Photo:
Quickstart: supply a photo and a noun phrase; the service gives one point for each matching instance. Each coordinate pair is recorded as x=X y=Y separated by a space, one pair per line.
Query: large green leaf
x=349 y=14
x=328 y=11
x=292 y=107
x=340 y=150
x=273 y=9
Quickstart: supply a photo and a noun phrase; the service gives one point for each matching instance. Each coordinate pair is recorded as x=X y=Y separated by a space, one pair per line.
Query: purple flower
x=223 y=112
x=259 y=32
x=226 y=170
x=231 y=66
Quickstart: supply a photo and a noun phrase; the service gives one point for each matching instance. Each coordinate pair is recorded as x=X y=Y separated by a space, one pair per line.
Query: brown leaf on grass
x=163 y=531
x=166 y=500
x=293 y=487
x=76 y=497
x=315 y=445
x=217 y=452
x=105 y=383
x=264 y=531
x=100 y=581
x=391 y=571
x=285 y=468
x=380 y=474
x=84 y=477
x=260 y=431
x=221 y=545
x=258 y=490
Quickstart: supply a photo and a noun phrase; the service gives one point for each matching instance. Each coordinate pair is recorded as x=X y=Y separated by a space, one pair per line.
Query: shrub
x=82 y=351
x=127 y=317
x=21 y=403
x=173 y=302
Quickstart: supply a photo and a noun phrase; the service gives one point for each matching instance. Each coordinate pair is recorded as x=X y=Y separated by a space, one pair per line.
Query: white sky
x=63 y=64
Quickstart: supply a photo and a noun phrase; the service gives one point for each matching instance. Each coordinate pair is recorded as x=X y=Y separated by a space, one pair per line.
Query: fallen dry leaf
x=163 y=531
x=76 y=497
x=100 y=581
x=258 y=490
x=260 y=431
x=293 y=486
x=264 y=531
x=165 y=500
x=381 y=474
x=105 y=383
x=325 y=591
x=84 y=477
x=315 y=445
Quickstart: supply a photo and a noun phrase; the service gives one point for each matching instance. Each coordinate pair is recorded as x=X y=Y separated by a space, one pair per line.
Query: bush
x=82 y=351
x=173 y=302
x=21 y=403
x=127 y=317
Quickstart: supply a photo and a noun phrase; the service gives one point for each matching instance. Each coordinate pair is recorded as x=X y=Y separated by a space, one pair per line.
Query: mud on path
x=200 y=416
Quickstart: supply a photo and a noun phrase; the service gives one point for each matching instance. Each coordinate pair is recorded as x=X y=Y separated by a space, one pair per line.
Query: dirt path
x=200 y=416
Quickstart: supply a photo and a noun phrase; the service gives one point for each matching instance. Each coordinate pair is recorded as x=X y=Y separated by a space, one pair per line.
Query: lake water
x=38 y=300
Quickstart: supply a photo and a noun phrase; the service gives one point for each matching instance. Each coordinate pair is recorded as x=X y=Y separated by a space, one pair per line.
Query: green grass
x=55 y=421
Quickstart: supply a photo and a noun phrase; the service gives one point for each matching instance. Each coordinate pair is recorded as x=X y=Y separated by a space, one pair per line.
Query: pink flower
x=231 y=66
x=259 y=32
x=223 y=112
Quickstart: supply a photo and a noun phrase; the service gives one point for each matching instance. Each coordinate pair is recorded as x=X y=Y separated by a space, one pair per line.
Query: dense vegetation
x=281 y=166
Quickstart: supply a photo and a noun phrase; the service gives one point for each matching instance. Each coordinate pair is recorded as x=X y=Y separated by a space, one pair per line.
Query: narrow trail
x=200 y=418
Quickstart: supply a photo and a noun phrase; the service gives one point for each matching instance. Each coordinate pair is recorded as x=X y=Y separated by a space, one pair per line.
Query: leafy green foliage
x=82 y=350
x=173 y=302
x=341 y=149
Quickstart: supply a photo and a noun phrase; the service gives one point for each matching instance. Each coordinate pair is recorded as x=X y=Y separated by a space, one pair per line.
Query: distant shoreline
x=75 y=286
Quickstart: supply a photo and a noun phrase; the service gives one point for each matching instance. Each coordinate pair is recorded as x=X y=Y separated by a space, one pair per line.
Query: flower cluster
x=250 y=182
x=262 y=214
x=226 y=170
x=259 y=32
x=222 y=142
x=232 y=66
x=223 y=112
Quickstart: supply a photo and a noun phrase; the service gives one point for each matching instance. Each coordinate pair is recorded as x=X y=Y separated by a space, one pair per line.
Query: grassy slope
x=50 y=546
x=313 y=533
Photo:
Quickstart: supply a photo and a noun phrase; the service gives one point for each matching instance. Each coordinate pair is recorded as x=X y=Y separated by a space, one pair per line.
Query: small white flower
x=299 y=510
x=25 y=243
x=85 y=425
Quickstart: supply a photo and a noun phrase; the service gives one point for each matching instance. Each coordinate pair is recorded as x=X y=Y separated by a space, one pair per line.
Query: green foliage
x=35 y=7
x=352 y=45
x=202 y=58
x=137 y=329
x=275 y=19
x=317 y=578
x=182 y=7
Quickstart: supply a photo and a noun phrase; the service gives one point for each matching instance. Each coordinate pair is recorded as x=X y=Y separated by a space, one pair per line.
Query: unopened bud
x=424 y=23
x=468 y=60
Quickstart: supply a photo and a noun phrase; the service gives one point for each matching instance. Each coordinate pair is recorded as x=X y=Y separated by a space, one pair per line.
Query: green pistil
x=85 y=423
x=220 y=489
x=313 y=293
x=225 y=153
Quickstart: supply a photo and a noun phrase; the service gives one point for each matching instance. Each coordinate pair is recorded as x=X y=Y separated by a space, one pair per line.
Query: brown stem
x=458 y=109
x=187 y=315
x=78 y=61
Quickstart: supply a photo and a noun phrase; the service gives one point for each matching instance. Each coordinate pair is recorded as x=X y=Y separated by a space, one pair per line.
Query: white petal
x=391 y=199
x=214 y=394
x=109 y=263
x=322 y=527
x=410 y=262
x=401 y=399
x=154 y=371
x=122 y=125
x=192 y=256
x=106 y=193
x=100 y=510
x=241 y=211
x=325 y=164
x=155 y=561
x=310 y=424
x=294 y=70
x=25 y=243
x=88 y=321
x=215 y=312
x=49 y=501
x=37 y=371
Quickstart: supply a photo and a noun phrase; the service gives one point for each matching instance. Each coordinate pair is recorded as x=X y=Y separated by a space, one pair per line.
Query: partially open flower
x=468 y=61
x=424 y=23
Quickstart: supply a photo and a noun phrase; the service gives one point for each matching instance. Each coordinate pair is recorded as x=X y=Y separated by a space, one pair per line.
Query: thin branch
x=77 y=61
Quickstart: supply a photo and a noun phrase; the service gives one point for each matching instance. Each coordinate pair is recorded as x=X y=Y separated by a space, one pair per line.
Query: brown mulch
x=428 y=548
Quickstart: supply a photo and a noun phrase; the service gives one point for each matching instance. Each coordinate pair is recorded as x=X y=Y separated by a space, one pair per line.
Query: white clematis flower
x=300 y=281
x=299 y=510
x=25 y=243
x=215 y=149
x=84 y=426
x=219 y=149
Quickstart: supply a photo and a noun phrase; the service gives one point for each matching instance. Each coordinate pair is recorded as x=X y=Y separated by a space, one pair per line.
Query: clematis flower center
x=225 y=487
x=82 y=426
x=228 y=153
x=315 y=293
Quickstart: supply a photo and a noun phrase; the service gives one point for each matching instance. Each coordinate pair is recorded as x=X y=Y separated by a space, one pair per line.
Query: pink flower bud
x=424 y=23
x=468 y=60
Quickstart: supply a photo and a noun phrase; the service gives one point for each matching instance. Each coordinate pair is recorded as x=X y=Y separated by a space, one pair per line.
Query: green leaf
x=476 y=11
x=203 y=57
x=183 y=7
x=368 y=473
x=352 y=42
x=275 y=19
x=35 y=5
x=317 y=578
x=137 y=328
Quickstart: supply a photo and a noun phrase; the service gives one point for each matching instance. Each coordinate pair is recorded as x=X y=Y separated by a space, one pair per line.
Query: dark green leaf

◇ ◇ ◇ ◇ ◇ ◇ ◇

Task goal:
Repeat the data word for word, leaving out no line.

Output of the task:
Photo:
Quickstart: supply a photo and a noun phrase; the service gives one point for each matching instance. Each coordinate pair is recorded as x=X y=Y separated by a space, one pair per line.
Query: large green leaf
x=349 y=14
x=328 y=11
x=292 y=107
x=340 y=150
x=273 y=9
Quickstart: supply a photo and a noun phrase; the service gives one point for each matching instance. Each coordinate pair is recorded as x=X y=Y separated by a space, one pair per line.
Query: purple flower
x=223 y=112
x=259 y=32
x=226 y=170
x=231 y=66
Quickstart: supply a photo and a noun phrase; the service gives one point for each matching instance. Each coordinate pair is recorded as x=X y=Y separated by a space, one pair per line.
Query: brown leaf on grass
x=163 y=531
x=166 y=500
x=293 y=487
x=76 y=497
x=315 y=445
x=217 y=452
x=105 y=383
x=264 y=531
x=100 y=581
x=391 y=571
x=285 y=468
x=380 y=474
x=84 y=477
x=260 y=431
x=221 y=545
x=258 y=490
Quickstart: supply a photo and a noun phrase; the service gives one point for each matching instance. Each coordinate pair is recorded as x=X y=Y separated by a space, one pair per line.
Query: shrub
x=82 y=351
x=127 y=317
x=21 y=403
x=173 y=302
Quickstart: supply a photo and a noun phrase; the service gives one point for each matching instance. Each coordinate pair is recorded as x=X y=Y separated by a space, one pair per line.
Query: white sky
x=63 y=64
Quickstart: supply a photo and a noun phrase; the service gives one point for each matching instance. Each coordinate pair is recorded as x=X y=Y separated by a space, one pair per line.
Query: fallen dry leaf
x=163 y=531
x=76 y=497
x=100 y=581
x=258 y=490
x=260 y=431
x=293 y=486
x=264 y=531
x=165 y=500
x=381 y=474
x=105 y=383
x=325 y=591
x=84 y=477
x=315 y=445
Quickstart: supply a photo and a noun phrase; the service gives one point for each matching instance. Each coordinate pair is recorded as x=X y=Y separated by a space, one pair per line.
Query: bush
x=82 y=351
x=173 y=302
x=21 y=403
x=127 y=317
Quickstart: supply a photo and a noun phrase; the service gives one point for each matching instance. Each coordinate pair is recorded as x=X y=Y separated by a space, one pair per line.
Query: mud on path
x=200 y=416
Quickstart: supply a photo and a noun phrase; the service gives one point for each matching instance. Each coordinate pair is recorded as x=X y=Y separated by a space, one pair per line.
Query: dirt path
x=200 y=416
Quickstart: supply a photo and a noun phrase; the service gives one point for each matching instance. Each coordinate pair is recorded as x=X y=Y separated by a space, one pair per line.
Query: lake water
x=38 y=300
Quickstart: supply a photo and a noun phrase; the service gives one point for each matching instance. Each coordinate pair is recorded as x=X y=Y separated by a space, one pair per line.
Query: green grass
x=55 y=421
Quickstart: supply a photo and a noun phrase; the service gives one point for each matching instance. Each coordinate pair is recorded as x=X y=Y separated by a space, one pair per line.
Query: pink flower
x=231 y=66
x=259 y=32
x=223 y=112
Quickstart: supply a photo and a noun phrase; the service gives one point for each matching instance. Each coordinate pair is recorded as x=X y=Y separated by a space, one pair per line.
Query: dense vegetation
x=281 y=166
Quickstart: supply a photo and a noun phrase; the service gives one point for each matching instance. Each coordinate pair is recorded as x=X y=Y separated by a space, one pair per line.
Query: narrow trail
x=200 y=418
Quickstart: supply a photo and a noun phrase; the service gives one point for each matching instance. Each coordinate pair is recorded as x=X y=Y separated by a space, one pair per line.
Query: leafy green foliage
x=82 y=350
x=173 y=302
x=341 y=149
Quickstart: supply a photo and a noun phrase; the service gives one point for each matching instance. Each coordinate pair is recorded as x=X y=Y separated by a space, one pair per line.
Query: distant shoreline
x=75 y=286
Quickstart: supply a photo and a noun phrase; the service gives one point for each matching instance. Each coordinate pair is recorded as x=X y=Y separated by a space, one pair per line.
Query: flower cluster
x=250 y=182
x=262 y=214
x=226 y=170
x=259 y=32
x=222 y=142
x=232 y=66
x=223 y=112
Quickstart: supply a photo and a noun phrase; the service gives one point for each matching instance. Each coordinate pair is recorded as x=X y=Y separated by a space, one pair per line.
Query: grassy slope
x=50 y=546
x=313 y=533
Photo:
Quickstart: supply a photo and a noun phrase; the service gives one point for each matching instance. Each coordinate pair is recorded as x=X y=Y separated by a space, one pair per line.
Query: small white flower
x=299 y=510
x=25 y=243
x=85 y=425
Quickstart: supply a photo and a noun phrase; the service gives one point for each matching instance. Each coordinate pair is recorded as x=X y=Y separated by a space, one pair per line.
Query: green foliage
x=35 y=7
x=352 y=45
x=202 y=58
x=137 y=329
x=275 y=19
x=317 y=578
x=182 y=7
Quickstart: supply a photo and a noun phrase; the service gives one point for each matching instance. Each coordinate pair is recorded as x=X y=Y separated by a space, one pair per line.
Query: unopened bud
x=424 y=23
x=468 y=60
Quickstart: supply a photo and a noun phrase; the service gives one point for each matching instance. Each coordinate pair is recorded as x=X y=Y separated by a space, one pair per line.
Query: green pistil
x=85 y=423
x=220 y=489
x=313 y=293
x=225 y=153
Quickstart: supply a photo and a noun phrase; the service gives one point for each matching instance. Each coordinate pair is recorded as x=X y=Y separated by a space, one pair per line.
Query: brown stem
x=458 y=109
x=187 y=315
x=78 y=61
Quickstart: supply a photo and a noun phrase; the service gives one point for each matching instance. Each coordinate pair is recorded as x=X y=Y separated by a space, one pair per line.
Query: white petal
x=391 y=199
x=214 y=394
x=109 y=263
x=322 y=527
x=410 y=262
x=401 y=399
x=154 y=371
x=122 y=125
x=192 y=256
x=106 y=193
x=100 y=510
x=241 y=211
x=325 y=164
x=155 y=561
x=310 y=424
x=294 y=70
x=25 y=243
x=88 y=321
x=215 y=312
x=49 y=501
x=37 y=371
Quickstart: supply a photo and a noun phrase; the service gives one point for each matching instance. Each coordinate pair is recorded as x=X y=Y separated by a space, one pair per line.
Query: partially open flower
x=468 y=61
x=424 y=23
Quickstart: supply a photo and a noun phrase; the service gives one point for each matching instance. Each coordinate pair is recorded as x=X y=Y separated by a space, one pair per line.
Query: thin branch
x=77 y=61
Quickstart: supply a photo and a noun phrase; the service gives one point for each matching instance. Each coordinate pair is recorded as x=X y=Y separated by a space, one pair per line.
Query: brown mulch
x=428 y=548
Quickstart: supply a photo and a noun phrase; the service gives one point for each matching instance. Each coordinate pair is recorded as x=X y=Y separated by a space, one pair per line.
Query: white clematis flower
x=300 y=281
x=299 y=510
x=25 y=243
x=215 y=149
x=84 y=426
x=219 y=149
Quickstart: supply a photo and a noun phrase; the service gives one point for each matching instance. Each coordinate pair is recorded as x=X y=Y separated by a space, one pair per line.
Query: clematis flower center
x=225 y=487
x=82 y=426
x=228 y=153
x=315 y=293
Quickstart: supply a photo and a noun phrase; the service gives one point for each matching instance. Each coordinate pair is recorded as x=X y=Y separated by a space, one pair per line.
Query: pink flower bud
x=424 y=23
x=468 y=60
Quickstart: supply a photo and a noun phrase; the service gives one point for each matching instance. Each coordinate pair is recorded as x=X y=Y separated by a space, one pair per line.
Query: green leaf
x=476 y=11
x=203 y=57
x=183 y=7
x=368 y=473
x=352 y=42
x=275 y=19
x=35 y=5
x=317 y=578
x=137 y=328
Quickstart: supply a photo and a noun phrase; the service gives one point for each matching instance. Each coordinate pair is recorded as x=X y=Y separated by a space, one pair per line.
Query: dark green leaf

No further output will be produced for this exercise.